== READING PASSAGE ==
Good luck!!!!!!!!!!!!!

Performing an FMEA excersize (and actually doing it right!!) is one of the "driest, most painful" things a human being can put themselves through.

It is also one of the best tools you can use to document the risks your product could "potentially" expose you to. The Big3 did not "invent" the FMEA, they "adopted" it. It has been a great engineering tool since the '50s, I believe. But it is only a tool to write down (document) the thought process an engineer goes through on a daily basis.

I am a strong proponent of the FMEA and have recently made inroads here to, truly, make the FMEA a "living" document. I think you may be surprised at what you might learn going through the process.

I'm going home now - have a great weekend, all.



Since you guys are on the subject..... Doe you interpret the requirements to be that you have to utilize FMEA's and control plans?

All answer appreciated


Bill Ryan - 2007


Each one of your customers will tell you if it's a requirement. ISO/TS do not specifically, explicitly say that you "shall" have FMEAs for your parts.



O.K. I just called my registrar to find out what their standings are on the FMEA requirements. They tell me that FMEA's are a requirement. According to them element 4.2 subelement Advance Product Quality Planning states that "Teams actions should include: Development and review of FMEAs" and that subelement Process Failure and Effects Analysis states that "Process FMEAs shall consider...." According to them their interpretation is that it is a requirement. Am I off. I don't see it. I have to be honest, we have FMEA's. Are they useful. NO. Do any of the employees utilize them. NO. Is anyone that is ISO-9002/QS-9000 not using FMEA's? What does your registrar say?



Angela - We are QS and use FMEA/CP extensively. It is a requirement of PPAP and we find it a useful tool in our APQP process. We do not however use FMEA on every new part.

QS does not require FMEA outside the PPAP requirement. It is offered as a prefered technique in APQP but because it is a "should", you would be allowed to use an alternative technique.

The requirement is that you have an APQP process. Some techniques are listed as "should" but it states "Similar techniques that accomplish the intent are acceptable".

== TASK BRIEF ==
Duplicate the part of the FMEA discussion that runs from "O.K. I just" up to and including "your registrar say?". The records that come next have no connection to the text.

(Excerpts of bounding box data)
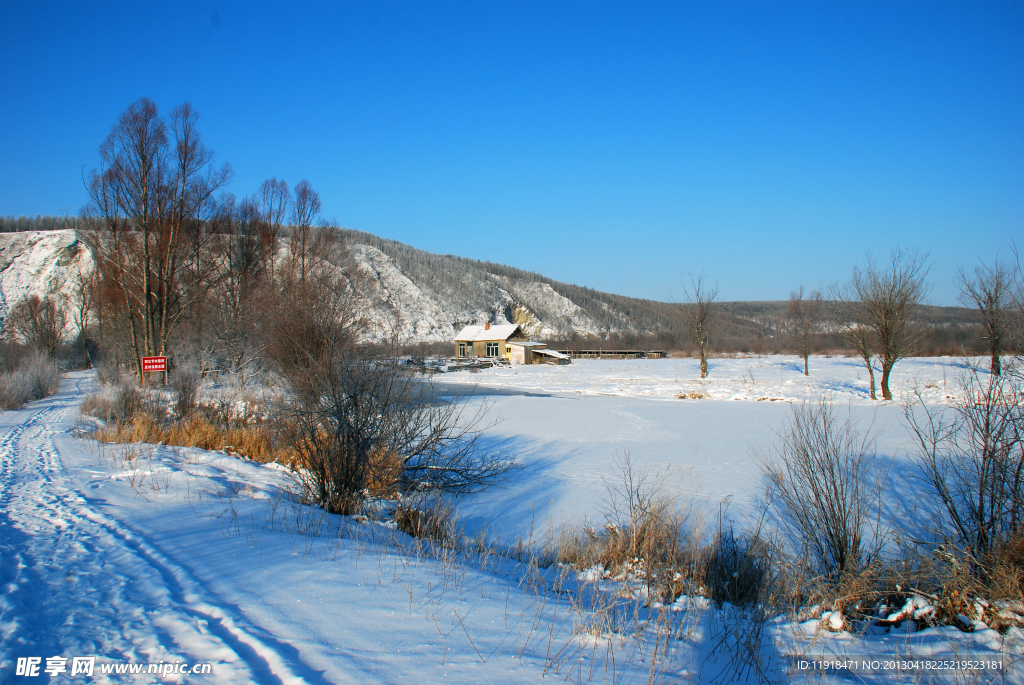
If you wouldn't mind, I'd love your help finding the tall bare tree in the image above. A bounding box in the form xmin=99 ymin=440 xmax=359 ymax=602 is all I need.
xmin=904 ymin=367 xmax=1024 ymax=572
xmin=257 ymin=178 xmax=292 ymax=277
xmin=4 ymin=292 xmax=68 ymax=359
xmin=291 ymin=180 xmax=321 ymax=281
xmin=828 ymin=284 xmax=878 ymax=399
xmin=86 ymin=98 xmax=231 ymax=379
xmin=786 ymin=286 xmax=821 ymax=376
xmin=956 ymin=261 xmax=1013 ymax=376
xmin=683 ymin=273 xmax=718 ymax=378
xmin=850 ymin=249 xmax=929 ymax=399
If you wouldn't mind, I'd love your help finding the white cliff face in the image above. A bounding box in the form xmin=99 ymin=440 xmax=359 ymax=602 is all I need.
xmin=0 ymin=230 xmax=602 ymax=342
xmin=0 ymin=230 xmax=94 ymax=331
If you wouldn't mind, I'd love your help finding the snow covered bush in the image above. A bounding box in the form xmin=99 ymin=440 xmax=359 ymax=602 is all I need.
xmin=904 ymin=363 xmax=1024 ymax=573
xmin=0 ymin=352 xmax=60 ymax=410
xmin=558 ymin=452 xmax=706 ymax=603
xmin=758 ymin=399 xmax=887 ymax=583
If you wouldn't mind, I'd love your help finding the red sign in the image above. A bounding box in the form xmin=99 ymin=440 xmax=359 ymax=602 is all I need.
xmin=142 ymin=356 xmax=167 ymax=374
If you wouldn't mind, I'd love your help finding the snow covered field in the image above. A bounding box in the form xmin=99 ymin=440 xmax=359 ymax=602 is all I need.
xmin=0 ymin=357 xmax=1024 ymax=683
xmin=436 ymin=355 xmax=965 ymax=538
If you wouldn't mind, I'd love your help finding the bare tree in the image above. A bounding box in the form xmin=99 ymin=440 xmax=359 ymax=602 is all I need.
xmin=904 ymin=368 xmax=1024 ymax=570
xmin=683 ymin=273 xmax=718 ymax=378
xmin=828 ymin=284 xmax=878 ymax=399
xmin=4 ymin=293 xmax=68 ymax=359
xmin=786 ymin=286 xmax=821 ymax=376
xmin=956 ymin=261 xmax=1013 ymax=376
xmin=757 ymin=399 xmax=888 ymax=582
xmin=291 ymin=180 xmax=321 ymax=281
xmin=67 ymin=261 xmax=95 ymax=362
xmin=850 ymin=249 xmax=929 ymax=399
xmin=268 ymin=252 xmax=515 ymax=513
xmin=257 ymin=178 xmax=292 ymax=279
xmin=86 ymin=98 xmax=231 ymax=379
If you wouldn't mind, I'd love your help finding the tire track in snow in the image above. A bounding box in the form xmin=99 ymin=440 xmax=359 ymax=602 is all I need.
xmin=0 ymin=381 xmax=305 ymax=685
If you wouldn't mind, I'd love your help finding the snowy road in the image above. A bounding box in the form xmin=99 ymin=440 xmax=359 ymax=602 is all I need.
xmin=0 ymin=375 xmax=304 ymax=683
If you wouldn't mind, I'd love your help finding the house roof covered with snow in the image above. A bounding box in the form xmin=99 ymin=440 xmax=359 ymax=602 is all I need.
xmin=455 ymin=324 xmax=519 ymax=342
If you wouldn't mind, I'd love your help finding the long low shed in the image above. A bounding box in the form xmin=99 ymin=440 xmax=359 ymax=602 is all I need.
xmin=558 ymin=349 xmax=669 ymax=359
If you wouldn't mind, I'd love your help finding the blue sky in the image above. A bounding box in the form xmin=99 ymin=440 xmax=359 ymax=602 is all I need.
xmin=0 ymin=1 xmax=1024 ymax=304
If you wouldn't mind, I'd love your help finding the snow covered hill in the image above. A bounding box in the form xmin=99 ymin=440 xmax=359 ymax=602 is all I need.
xmin=0 ymin=230 xmax=671 ymax=342
xmin=0 ymin=228 xmax=977 ymax=351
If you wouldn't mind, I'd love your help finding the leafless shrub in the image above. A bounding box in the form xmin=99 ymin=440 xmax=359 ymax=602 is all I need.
xmin=683 ymin=273 xmax=718 ymax=378
xmin=170 ymin=369 xmax=199 ymax=419
xmin=705 ymin=520 xmax=775 ymax=606
xmin=904 ymin=367 xmax=1024 ymax=575
xmin=956 ymin=261 xmax=1016 ymax=376
xmin=756 ymin=399 xmax=888 ymax=583
xmin=391 ymin=497 xmax=457 ymax=545
xmin=0 ymin=352 xmax=60 ymax=410
xmin=3 ymin=294 xmax=68 ymax=359
xmin=843 ymin=249 xmax=929 ymax=399
xmin=558 ymin=452 xmax=703 ymax=602
xmin=786 ymin=286 xmax=821 ymax=376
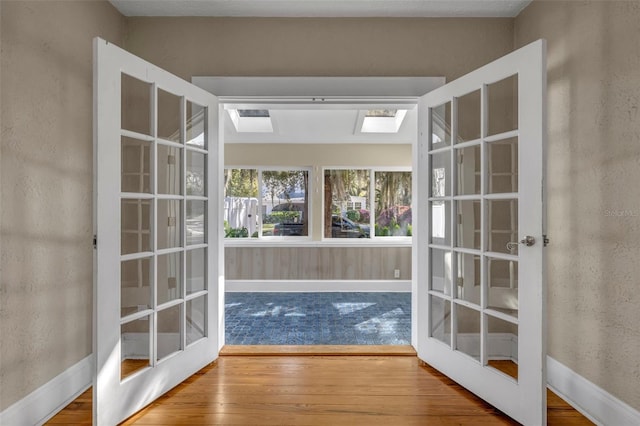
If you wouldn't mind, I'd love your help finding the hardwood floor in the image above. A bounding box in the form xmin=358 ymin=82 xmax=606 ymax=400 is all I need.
xmin=48 ymin=355 xmax=592 ymax=426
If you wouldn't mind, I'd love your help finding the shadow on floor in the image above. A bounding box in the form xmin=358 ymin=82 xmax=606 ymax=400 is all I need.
xmin=225 ymin=292 xmax=411 ymax=345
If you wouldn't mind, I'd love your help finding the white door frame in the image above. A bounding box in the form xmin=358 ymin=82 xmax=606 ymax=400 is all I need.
xmin=93 ymin=38 xmax=224 ymax=425
xmin=191 ymin=76 xmax=446 ymax=348
xmin=413 ymin=40 xmax=546 ymax=425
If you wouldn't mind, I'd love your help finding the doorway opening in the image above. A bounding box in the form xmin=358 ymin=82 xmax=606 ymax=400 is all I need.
xmin=193 ymin=77 xmax=442 ymax=345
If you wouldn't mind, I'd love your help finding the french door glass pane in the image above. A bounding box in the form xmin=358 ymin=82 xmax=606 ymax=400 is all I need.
xmin=156 ymin=304 xmax=182 ymax=361
xmin=456 ymin=253 xmax=481 ymax=305
xmin=156 ymin=144 xmax=182 ymax=195
xmin=455 ymin=304 xmax=480 ymax=359
xmin=157 ymin=89 xmax=181 ymax=143
xmin=456 ymin=145 xmax=481 ymax=195
xmin=186 ymin=296 xmax=207 ymax=346
xmin=120 ymin=258 xmax=153 ymax=317
xmin=430 ymin=102 xmax=451 ymax=150
xmin=186 ymin=151 xmax=207 ymax=197
xmin=486 ymin=315 xmax=518 ymax=380
xmin=456 ymin=90 xmax=480 ymax=143
xmin=121 ymin=136 xmax=151 ymax=193
xmin=487 ymin=138 xmax=518 ymax=194
xmin=120 ymin=315 xmax=151 ymax=380
xmin=186 ymin=200 xmax=207 ymax=245
xmin=429 ymin=296 xmax=451 ymax=345
xmin=185 ymin=101 xmax=208 ymax=149
xmin=186 ymin=248 xmax=207 ymax=295
xmin=456 ymin=200 xmax=482 ymax=250
xmin=487 ymin=258 xmax=518 ymax=318
xmin=429 ymin=151 xmax=451 ymax=197
xmin=120 ymin=74 xmax=152 ymax=135
xmin=157 ymin=200 xmax=182 ymax=250
xmin=429 ymin=200 xmax=451 ymax=246
xmin=120 ymin=199 xmax=151 ymax=254
xmin=156 ymin=252 xmax=182 ymax=305
xmin=487 ymin=74 xmax=518 ymax=135
xmin=430 ymin=249 xmax=452 ymax=295
xmin=487 ymin=200 xmax=518 ymax=254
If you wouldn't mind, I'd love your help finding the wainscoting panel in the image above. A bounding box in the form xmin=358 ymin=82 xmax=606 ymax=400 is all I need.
xmin=225 ymin=247 xmax=411 ymax=280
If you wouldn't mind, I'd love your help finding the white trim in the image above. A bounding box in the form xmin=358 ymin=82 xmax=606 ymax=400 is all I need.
xmin=224 ymin=237 xmax=412 ymax=248
xmin=0 ymin=355 xmax=93 ymax=425
xmin=191 ymin=76 xmax=445 ymax=98
xmin=225 ymin=280 xmax=411 ymax=293
xmin=547 ymin=356 xmax=640 ymax=426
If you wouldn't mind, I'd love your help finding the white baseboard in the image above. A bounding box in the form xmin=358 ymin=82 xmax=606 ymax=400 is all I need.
xmin=225 ymin=280 xmax=411 ymax=293
xmin=547 ymin=356 xmax=640 ymax=426
xmin=0 ymin=355 xmax=93 ymax=426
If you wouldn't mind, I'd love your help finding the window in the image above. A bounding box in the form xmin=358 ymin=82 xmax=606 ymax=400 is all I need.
xmin=224 ymin=168 xmax=309 ymax=238
xmin=324 ymin=169 xmax=412 ymax=238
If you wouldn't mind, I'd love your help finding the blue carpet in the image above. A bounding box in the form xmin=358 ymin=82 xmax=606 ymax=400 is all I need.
xmin=225 ymin=293 xmax=411 ymax=345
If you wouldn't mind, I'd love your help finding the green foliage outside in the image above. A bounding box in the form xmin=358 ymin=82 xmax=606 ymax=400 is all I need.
xmin=262 ymin=211 xmax=300 ymax=223
xmin=224 ymin=227 xmax=249 ymax=238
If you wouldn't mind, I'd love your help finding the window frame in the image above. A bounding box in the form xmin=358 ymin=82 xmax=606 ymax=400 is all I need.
xmin=320 ymin=166 xmax=414 ymax=245
xmin=223 ymin=165 xmax=313 ymax=241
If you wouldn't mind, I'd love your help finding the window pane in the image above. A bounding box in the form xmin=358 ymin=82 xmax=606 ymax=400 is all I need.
xmin=120 ymin=199 xmax=151 ymax=254
xmin=262 ymin=170 xmax=309 ymax=237
xmin=120 ymin=136 xmax=151 ymax=194
xmin=187 ymin=151 xmax=207 ymax=197
xmin=185 ymin=101 xmax=208 ymax=149
xmin=186 ymin=200 xmax=207 ymax=245
xmin=375 ymin=172 xmax=412 ymax=237
xmin=120 ymin=74 xmax=151 ymax=135
xmin=120 ymin=315 xmax=151 ymax=380
xmin=324 ymin=169 xmax=371 ymax=238
xmin=187 ymin=296 xmax=207 ymax=345
xmin=186 ymin=248 xmax=207 ymax=295
xmin=224 ymin=169 xmax=258 ymax=238
xmin=156 ymin=305 xmax=182 ymax=361
xmin=120 ymin=258 xmax=152 ymax=317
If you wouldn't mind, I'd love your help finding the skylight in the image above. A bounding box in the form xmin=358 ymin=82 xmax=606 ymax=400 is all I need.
xmin=227 ymin=109 xmax=273 ymax=133
xmin=360 ymin=109 xmax=407 ymax=133
xmin=365 ymin=109 xmax=398 ymax=118
xmin=238 ymin=109 xmax=269 ymax=118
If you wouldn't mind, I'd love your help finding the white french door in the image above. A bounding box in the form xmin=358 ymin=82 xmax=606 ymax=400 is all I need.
xmin=414 ymin=40 xmax=546 ymax=425
xmin=93 ymin=38 xmax=222 ymax=425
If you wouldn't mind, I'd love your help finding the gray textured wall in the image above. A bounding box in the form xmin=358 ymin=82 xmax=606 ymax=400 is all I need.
xmin=516 ymin=1 xmax=640 ymax=409
xmin=0 ymin=1 xmax=125 ymax=411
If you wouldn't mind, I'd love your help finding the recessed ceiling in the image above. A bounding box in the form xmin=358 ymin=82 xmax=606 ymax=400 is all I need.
xmin=224 ymin=104 xmax=418 ymax=144
xmin=111 ymin=0 xmax=531 ymax=18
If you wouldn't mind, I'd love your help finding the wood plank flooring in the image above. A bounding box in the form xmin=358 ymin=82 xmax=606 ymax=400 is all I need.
xmin=48 ymin=355 xmax=592 ymax=426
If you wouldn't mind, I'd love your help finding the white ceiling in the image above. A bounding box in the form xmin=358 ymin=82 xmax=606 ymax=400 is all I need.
xmin=224 ymin=104 xmax=418 ymax=144
xmin=110 ymin=0 xmax=531 ymax=18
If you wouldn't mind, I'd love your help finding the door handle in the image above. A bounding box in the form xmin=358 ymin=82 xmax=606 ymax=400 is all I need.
xmin=520 ymin=235 xmax=536 ymax=247
xmin=507 ymin=235 xmax=536 ymax=251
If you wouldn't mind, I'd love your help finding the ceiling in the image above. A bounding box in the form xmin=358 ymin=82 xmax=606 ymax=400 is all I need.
xmin=110 ymin=0 xmax=531 ymax=18
xmin=224 ymin=104 xmax=418 ymax=144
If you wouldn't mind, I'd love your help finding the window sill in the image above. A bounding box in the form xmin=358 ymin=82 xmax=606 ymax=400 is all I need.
xmin=224 ymin=237 xmax=413 ymax=247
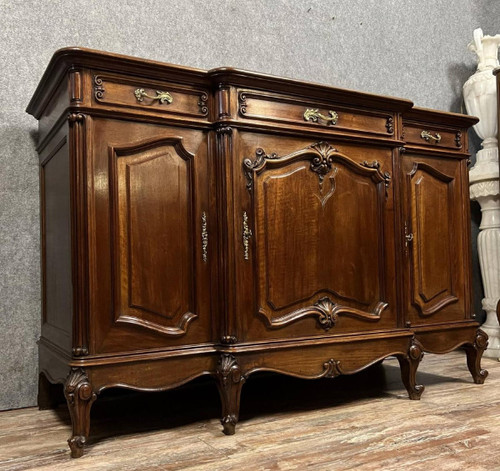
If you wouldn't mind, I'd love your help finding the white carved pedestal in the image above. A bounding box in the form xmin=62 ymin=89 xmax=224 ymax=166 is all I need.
xmin=464 ymin=29 xmax=500 ymax=360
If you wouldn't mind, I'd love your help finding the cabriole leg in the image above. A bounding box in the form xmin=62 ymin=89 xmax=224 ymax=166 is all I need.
xmin=216 ymin=353 xmax=246 ymax=435
xmin=464 ymin=329 xmax=488 ymax=384
xmin=398 ymin=339 xmax=425 ymax=400
xmin=64 ymin=368 xmax=97 ymax=458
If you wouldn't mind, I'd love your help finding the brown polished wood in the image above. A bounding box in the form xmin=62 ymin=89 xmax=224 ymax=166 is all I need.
xmin=28 ymin=48 xmax=487 ymax=457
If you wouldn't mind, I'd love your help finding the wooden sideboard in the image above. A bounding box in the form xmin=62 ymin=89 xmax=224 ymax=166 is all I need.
xmin=27 ymin=48 xmax=487 ymax=457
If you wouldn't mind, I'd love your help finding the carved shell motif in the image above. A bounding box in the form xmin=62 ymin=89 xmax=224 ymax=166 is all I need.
xmin=309 ymin=142 xmax=337 ymax=181
xmin=314 ymin=296 xmax=339 ymax=330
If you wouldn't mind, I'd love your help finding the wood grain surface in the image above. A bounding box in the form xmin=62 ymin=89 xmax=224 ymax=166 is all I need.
xmin=0 ymin=351 xmax=500 ymax=471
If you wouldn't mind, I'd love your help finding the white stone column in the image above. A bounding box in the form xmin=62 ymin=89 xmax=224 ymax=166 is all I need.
xmin=464 ymin=29 xmax=500 ymax=360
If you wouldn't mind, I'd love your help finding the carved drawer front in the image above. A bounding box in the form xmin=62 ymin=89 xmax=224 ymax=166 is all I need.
xmin=238 ymin=90 xmax=394 ymax=137
xmin=403 ymin=122 xmax=464 ymax=152
xmin=93 ymin=72 xmax=208 ymax=120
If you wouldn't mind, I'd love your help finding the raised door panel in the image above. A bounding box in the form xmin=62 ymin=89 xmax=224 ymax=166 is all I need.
xmin=235 ymin=135 xmax=396 ymax=337
xmin=111 ymin=138 xmax=196 ymax=335
xmin=90 ymin=120 xmax=215 ymax=352
xmin=403 ymin=156 xmax=467 ymax=325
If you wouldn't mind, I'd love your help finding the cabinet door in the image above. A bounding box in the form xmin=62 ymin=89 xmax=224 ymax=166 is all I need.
xmin=89 ymin=119 xmax=214 ymax=352
xmin=403 ymin=155 xmax=470 ymax=325
xmin=237 ymin=135 xmax=396 ymax=338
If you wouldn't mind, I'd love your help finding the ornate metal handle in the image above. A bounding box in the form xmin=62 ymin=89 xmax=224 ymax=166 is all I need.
xmin=243 ymin=211 xmax=253 ymax=260
xmin=420 ymin=131 xmax=441 ymax=143
xmin=201 ymin=211 xmax=208 ymax=263
xmin=304 ymin=108 xmax=339 ymax=124
xmin=134 ymin=88 xmax=174 ymax=104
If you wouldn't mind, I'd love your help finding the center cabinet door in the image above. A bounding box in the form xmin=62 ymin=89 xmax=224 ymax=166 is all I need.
xmin=236 ymin=133 xmax=397 ymax=340
xmin=88 ymin=119 xmax=216 ymax=353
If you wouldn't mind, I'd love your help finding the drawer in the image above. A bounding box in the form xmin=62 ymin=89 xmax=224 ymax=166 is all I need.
xmin=238 ymin=89 xmax=394 ymax=137
xmin=93 ymin=72 xmax=209 ymax=120
xmin=403 ymin=122 xmax=463 ymax=151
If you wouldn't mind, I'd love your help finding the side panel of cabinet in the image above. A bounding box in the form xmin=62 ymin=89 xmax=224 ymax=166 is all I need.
xmin=40 ymin=125 xmax=73 ymax=352
xmin=233 ymin=133 xmax=397 ymax=341
xmin=402 ymin=154 xmax=470 ymax=325
xmin=88 ymin=119 xmax=215 ymax=352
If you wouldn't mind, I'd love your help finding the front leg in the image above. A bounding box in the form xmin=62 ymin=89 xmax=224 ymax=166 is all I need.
xmin=464 ymin=329 xmax=488 ymax=384
xmin=398 ymin=339 xmax=425 ymax=400
xmin=64 ymin=368 xmax=97 ymax=458
xmin=216 ymin=353 xmax=246 ymax=435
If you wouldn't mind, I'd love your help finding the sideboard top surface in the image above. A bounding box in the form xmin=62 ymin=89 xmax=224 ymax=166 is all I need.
xmin=26 ymin=47 xmax=413 ymax=119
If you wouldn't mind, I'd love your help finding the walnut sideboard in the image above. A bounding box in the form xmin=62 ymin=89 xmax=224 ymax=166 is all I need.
xmin=27 ymin=48 xmax=487 ymax=457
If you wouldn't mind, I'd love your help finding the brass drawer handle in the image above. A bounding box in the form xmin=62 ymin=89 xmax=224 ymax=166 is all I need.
xmin=134 ymin=88 xmax=174 ymax=104
xmin=243 ymin=211 xmax=253 ymax=260
xmin=304 ymin=108 xmax=339 ymax=124
xmin=201 ymin=211 xmax=208 ymax=263
xmin=420 ymin=131 xmax=441 ymax=144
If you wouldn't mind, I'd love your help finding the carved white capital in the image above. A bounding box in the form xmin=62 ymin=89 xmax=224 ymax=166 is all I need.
xmin=470 ymin=180 xmax=500 ymax=200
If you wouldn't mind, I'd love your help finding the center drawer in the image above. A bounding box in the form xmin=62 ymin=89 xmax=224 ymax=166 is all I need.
xmin=238 ymin=89 xmax=394 ymax=137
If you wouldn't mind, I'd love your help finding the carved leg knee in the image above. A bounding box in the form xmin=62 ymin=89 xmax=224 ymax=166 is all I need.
xmin=464 ymin=329 xmax=488 ymax=384
xmin=64 ymin=368 xmax=97 ymax=458
xmin=398 ymin=339 xmax=425 ymax=400
xmin=37 ymin=373 xmax=64 ymax=410
xmin=217 ymin=353 xmax=246 ymax=435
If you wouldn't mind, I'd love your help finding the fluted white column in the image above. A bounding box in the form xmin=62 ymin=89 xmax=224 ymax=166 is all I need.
xmin=464 ymin=28 xmax=500 ymax=360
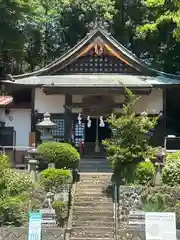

== RESPONSE ==
O.K. I just called my registrar to find out what their standings are on the FMEA requirements. They tell me that FMEA's are a requirement. According to them element 4.2 subelement Advance Product Quality Planning states that "Teams actions should include: Development and review of FMEAs" and that subelement Process Failure and Effects Analysis states that "Process FMEAs shall consider...." According to them their interpretation is that it is a requirement. Am I off. I don't see it. I have to be honest, we have FMEA's. Are they useful. NO. Do any of the employees utilize them. NO. Is anyone that is ISO-9002/QS-9000 not using FMEA's? What does your registrar say?